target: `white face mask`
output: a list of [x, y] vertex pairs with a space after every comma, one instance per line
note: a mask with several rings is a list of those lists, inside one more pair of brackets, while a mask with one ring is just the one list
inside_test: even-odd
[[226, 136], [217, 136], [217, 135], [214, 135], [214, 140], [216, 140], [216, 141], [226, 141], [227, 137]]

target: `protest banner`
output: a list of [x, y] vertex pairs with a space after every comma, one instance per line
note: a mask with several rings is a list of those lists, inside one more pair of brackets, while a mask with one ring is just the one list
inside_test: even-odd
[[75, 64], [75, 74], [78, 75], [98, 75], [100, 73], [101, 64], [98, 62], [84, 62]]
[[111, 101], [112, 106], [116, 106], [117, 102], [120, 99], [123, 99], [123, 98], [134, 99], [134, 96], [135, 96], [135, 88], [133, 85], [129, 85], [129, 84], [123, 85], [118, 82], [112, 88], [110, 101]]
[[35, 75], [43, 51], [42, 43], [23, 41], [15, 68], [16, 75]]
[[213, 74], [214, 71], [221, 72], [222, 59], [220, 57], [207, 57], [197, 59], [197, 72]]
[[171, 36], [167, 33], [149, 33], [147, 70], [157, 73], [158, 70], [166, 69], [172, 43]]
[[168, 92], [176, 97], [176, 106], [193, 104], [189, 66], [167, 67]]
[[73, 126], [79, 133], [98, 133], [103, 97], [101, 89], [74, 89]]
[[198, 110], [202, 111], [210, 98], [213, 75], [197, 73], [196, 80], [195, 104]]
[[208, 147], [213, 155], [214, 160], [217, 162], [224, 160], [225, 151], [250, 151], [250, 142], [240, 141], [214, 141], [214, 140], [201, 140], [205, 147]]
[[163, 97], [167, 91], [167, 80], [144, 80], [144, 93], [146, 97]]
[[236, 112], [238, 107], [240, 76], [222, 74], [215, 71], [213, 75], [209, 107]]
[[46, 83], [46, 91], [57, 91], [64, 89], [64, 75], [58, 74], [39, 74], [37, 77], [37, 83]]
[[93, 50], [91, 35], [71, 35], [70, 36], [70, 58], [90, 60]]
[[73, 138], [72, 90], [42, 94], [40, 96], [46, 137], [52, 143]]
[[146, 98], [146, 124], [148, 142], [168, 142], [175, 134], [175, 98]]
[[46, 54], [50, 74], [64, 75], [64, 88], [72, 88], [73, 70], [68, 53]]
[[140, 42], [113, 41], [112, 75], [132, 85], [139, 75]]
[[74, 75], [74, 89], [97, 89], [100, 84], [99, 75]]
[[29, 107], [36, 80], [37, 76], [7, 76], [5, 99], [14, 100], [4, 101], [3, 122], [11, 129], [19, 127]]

+===+

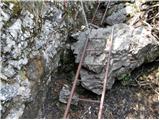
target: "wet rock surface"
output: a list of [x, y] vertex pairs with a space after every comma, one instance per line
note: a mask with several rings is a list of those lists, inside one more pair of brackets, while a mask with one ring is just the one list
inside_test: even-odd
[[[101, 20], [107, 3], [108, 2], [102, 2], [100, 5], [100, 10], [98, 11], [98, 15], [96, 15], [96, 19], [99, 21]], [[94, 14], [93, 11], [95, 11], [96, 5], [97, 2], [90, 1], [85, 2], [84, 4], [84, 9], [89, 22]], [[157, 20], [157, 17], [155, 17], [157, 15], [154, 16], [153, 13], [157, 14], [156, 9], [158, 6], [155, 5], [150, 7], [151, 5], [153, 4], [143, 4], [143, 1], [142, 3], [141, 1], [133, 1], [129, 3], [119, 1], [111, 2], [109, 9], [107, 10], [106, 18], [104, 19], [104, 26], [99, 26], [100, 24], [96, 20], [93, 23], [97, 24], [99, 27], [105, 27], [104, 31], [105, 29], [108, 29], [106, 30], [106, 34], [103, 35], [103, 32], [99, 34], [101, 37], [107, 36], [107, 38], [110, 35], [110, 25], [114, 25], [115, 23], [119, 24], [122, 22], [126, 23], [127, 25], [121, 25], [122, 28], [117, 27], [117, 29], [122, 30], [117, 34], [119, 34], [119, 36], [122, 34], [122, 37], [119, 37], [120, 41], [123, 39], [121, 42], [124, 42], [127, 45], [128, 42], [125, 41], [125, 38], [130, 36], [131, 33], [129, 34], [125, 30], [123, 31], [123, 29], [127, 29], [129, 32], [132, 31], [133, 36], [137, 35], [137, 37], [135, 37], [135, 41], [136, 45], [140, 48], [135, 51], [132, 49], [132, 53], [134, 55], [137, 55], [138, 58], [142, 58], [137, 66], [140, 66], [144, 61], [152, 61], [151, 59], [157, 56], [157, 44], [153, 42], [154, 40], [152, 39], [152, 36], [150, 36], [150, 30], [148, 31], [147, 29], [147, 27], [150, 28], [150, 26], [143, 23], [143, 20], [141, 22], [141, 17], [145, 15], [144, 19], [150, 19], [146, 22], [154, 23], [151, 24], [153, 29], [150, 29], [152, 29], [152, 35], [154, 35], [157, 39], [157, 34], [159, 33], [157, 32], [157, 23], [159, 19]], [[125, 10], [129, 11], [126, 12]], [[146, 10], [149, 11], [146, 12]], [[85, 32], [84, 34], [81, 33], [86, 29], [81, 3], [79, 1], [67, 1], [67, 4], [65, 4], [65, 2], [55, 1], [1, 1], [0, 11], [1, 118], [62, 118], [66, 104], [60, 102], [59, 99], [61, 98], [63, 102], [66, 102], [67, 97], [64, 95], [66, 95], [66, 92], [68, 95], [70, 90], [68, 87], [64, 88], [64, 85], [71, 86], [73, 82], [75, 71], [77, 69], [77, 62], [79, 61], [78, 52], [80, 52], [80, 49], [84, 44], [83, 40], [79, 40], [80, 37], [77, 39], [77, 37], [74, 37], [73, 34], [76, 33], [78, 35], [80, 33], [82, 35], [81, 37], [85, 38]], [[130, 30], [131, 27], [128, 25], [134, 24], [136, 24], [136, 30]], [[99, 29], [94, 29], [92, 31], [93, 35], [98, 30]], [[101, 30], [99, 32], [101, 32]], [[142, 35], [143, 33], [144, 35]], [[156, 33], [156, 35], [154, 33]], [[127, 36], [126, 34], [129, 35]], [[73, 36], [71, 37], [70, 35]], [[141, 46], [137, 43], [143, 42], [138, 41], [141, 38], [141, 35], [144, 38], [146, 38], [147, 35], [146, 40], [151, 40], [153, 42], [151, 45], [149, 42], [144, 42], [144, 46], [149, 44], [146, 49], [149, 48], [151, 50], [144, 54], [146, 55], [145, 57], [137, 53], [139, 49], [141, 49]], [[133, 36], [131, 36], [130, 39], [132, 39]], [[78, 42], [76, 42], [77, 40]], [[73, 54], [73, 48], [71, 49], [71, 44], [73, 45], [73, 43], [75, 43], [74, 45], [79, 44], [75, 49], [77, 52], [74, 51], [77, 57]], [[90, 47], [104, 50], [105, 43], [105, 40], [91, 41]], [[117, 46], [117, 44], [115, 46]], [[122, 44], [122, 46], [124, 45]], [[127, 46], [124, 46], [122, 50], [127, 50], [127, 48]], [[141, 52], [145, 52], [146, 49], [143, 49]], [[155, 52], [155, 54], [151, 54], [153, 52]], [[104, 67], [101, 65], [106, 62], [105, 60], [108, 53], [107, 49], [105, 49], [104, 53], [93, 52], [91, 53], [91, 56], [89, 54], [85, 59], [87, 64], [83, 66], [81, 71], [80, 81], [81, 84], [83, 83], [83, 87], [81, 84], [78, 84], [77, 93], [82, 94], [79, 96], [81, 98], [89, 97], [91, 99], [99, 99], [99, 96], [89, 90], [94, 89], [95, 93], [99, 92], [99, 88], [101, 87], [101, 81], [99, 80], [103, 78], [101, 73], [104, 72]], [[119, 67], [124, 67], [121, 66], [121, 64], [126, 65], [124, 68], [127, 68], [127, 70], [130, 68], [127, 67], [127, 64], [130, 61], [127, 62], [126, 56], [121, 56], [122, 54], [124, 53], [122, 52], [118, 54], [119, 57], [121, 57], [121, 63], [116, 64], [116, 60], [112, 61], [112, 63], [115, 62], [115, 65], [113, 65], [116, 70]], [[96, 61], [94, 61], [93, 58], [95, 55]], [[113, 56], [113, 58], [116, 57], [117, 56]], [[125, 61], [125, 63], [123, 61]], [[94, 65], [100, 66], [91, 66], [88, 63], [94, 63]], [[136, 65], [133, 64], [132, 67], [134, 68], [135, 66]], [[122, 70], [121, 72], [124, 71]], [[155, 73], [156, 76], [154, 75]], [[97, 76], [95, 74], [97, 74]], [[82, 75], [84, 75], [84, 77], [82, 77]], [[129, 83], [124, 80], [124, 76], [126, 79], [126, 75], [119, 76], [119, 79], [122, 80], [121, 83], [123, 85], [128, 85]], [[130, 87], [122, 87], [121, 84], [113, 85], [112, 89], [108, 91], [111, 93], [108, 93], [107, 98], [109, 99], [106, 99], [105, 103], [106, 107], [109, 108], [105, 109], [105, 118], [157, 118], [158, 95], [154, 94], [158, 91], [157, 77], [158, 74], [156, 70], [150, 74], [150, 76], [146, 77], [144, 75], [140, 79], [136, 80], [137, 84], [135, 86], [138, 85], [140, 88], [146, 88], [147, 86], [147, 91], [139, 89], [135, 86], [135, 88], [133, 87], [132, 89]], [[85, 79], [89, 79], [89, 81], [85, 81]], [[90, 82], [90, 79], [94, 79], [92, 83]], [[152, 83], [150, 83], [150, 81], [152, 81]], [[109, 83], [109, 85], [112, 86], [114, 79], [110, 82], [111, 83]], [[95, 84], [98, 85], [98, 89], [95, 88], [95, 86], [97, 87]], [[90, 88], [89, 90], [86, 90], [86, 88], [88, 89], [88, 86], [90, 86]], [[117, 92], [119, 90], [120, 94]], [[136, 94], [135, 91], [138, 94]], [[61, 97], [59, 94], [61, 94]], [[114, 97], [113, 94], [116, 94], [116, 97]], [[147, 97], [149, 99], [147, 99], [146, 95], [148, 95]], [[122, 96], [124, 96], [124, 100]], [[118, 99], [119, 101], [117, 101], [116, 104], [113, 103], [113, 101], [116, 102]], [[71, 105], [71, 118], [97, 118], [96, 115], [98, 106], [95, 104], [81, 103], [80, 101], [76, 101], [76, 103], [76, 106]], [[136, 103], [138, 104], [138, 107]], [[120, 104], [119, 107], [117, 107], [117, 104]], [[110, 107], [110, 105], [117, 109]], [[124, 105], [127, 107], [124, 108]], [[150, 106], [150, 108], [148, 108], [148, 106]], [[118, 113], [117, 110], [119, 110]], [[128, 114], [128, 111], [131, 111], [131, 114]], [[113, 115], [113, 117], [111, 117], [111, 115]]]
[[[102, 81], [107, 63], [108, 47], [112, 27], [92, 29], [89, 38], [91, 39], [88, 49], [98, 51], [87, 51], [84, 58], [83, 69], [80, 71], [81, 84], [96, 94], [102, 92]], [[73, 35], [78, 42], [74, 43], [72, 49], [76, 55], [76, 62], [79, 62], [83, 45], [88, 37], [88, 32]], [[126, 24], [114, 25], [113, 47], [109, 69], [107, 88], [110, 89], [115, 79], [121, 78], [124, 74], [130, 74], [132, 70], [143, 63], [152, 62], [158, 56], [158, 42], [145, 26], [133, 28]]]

+===+

→ TASK REQUIREMENTS: Gather every line in the records that contains the word "target", matching its case exactly.

→ REPLY TO THE TASK:
target: `white face mask`
target: `protest banner`
target: "wet rock surface"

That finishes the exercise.